WORK TO COMPLETE –
Reproduce the passage of the clinical efficacy summary between "- Four RCTs, head-to-head: MGP" and "unprobed MGD controls.", inclusive, character for character.

SELECTED EXCERPT –
• • •

Clinical Efficacy — Convergent Across Independent Investigators
- Warren & Maskin (Clin Ophthalmol 2023): ten independent peer-reviewed studies across US, China, Turkey, India, Cuba, Japan, Mexico, Russia — every one demonstrated improved symptoms and/or signs after MGP, despite heterogeneous protocols.
- Four RCTs, head-to-head: MGP beat sham probing (Kheirkhah), IPL (Huang — 20% vs. 35.7% retreatment), topical steroid alone (Ma & Lu), and conventional therapy (Incekalan, faster onset).
- Maskin series (2019 procedure paper): lid tenderness resolved in 86% / 82% / 58% of lids at 1 wk / 3–6 mo / 1 yr; non-tenderness VAS symptoms (burning, photophobia) ↓ 35% / 66% / 80% immediately 1 mo. / 3-6 mo.; expressible glands per lid 2.8 → 14.4 (412% increase, p<0.0001).,
- Representative magnitudes from reviewed studies: TBUT 5.33 → 9.87 s; OSDI 26 → 13.5 at 6 mo (both p=0.0001).
Gland Regeneration, Cellular and other (2018 IRM and 2024 IVCM Study)
- 36 identical gland pairs in 16 probed MGD patients vs. 13 pairs in 4 unprobed MGD controls.

• • •

SUPPLIED MATERIAL –
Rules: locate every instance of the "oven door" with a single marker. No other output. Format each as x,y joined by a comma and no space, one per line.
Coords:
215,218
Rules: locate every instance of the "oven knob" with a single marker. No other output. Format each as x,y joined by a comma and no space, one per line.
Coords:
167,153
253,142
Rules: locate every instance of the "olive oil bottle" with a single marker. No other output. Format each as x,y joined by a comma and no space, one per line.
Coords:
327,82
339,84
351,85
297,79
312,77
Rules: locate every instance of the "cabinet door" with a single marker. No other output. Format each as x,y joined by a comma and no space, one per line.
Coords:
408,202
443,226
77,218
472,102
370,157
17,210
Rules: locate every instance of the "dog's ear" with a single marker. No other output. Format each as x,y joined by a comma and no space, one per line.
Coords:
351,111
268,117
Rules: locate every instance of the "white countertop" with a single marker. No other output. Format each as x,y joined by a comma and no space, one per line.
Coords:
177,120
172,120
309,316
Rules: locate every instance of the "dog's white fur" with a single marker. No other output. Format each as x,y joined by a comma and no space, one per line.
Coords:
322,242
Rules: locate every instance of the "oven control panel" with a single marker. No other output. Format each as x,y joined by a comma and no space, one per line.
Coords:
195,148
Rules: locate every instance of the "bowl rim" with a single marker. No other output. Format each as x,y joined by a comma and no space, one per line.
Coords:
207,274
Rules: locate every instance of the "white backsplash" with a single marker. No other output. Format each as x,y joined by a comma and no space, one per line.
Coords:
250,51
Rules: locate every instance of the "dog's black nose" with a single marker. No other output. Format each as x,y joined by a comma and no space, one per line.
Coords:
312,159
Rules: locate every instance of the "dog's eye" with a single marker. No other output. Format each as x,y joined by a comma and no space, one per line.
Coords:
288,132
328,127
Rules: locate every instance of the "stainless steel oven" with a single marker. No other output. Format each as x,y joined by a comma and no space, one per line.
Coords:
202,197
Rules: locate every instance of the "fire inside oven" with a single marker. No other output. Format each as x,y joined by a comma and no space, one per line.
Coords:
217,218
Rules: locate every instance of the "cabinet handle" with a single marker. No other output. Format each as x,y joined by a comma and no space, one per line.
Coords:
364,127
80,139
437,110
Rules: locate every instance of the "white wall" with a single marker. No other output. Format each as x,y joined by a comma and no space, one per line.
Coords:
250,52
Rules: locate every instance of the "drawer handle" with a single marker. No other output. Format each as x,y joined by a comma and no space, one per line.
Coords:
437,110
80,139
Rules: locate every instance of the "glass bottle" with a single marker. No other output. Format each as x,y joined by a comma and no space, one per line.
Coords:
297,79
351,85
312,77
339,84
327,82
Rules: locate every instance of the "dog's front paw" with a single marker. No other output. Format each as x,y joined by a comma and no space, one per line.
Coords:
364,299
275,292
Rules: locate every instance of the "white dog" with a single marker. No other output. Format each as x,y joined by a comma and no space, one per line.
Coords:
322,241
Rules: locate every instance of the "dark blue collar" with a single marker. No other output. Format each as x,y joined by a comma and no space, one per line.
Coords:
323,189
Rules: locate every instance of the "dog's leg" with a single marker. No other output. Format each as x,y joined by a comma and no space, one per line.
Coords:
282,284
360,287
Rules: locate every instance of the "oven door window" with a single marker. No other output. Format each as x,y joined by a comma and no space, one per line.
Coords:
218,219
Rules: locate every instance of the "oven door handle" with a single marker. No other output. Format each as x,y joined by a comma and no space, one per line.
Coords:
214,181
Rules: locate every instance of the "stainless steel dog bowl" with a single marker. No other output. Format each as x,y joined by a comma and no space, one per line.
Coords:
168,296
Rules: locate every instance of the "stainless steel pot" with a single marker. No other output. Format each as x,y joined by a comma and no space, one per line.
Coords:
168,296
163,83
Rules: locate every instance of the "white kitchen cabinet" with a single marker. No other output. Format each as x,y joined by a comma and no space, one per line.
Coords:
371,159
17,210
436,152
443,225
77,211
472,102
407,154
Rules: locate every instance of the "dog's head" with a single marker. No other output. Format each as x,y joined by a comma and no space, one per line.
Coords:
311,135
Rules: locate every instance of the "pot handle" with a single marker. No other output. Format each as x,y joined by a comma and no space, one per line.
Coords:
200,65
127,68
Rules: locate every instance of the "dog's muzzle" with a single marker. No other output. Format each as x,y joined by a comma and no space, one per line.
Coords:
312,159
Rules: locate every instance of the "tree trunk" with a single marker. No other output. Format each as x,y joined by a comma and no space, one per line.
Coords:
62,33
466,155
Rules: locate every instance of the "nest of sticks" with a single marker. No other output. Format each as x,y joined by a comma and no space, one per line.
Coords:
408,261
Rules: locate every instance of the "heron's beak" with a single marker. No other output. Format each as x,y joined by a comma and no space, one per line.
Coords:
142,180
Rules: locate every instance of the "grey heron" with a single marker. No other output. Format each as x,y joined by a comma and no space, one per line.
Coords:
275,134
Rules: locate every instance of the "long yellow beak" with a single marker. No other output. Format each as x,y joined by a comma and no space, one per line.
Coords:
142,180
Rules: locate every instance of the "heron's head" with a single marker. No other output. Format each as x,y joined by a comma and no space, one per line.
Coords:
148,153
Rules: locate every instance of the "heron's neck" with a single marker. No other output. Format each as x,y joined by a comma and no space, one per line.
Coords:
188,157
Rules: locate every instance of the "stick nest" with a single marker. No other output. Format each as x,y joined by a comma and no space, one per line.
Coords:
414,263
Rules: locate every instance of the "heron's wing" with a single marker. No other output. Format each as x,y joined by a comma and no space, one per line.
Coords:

• • •

WRITTEN ANSWER –
- Four RCTs, head-to-head: MGP beat sham probing (Kheirkhah), IPL (Huang — 20% vs. 35.7% retreatment), topical steroid alone (Ma & Lu), and conventional therapy (Incekalan, faster onset).
- Maskin series (2019 procedure paper): lid tenderness resolved in 86% / 82% / 58% of lids at 1 wk / 3–6 mo / 1 yr; non-tenderness VAS symptoms (burning, photophobia) ↓ 35% / 66% / 80% immediately 1 mo. / 3-6 mo.; expressible glands per lid 2.8 → 14.4 (412% increase, p<0.0001).,
- Representative magnitudes from reviewed studies: TBUT 5.33 → 9.87 s; OSDI 26 → 13.5 at 6 mo (both p=0.0001).
Gland Regeneration, Cellular and other (2018 IRM and 2024 IVCM Study)
- 36 identical gland pairs in 16 probed MGD patients vs. 13 pairs in 4 unprobed MGD controls.